Your task
Please give all of the data again, character for character, and drop the pictures.

[Region pointing data]
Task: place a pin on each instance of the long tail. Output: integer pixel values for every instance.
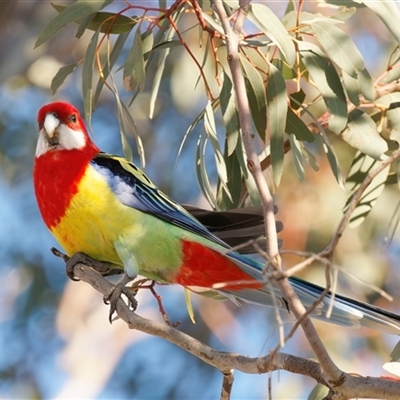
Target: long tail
(345, 311)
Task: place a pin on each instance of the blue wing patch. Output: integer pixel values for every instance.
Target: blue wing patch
(134, 189)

Answer
Task: place a pin on each instance of the long tail. Output: integer pixel values for every instance.
Target: long tail
(345, 311)
Task: place a pin on each instance of the blue wing patch. Output: integer pixel values for every instance.
Target: blue wing patch
(134, 189)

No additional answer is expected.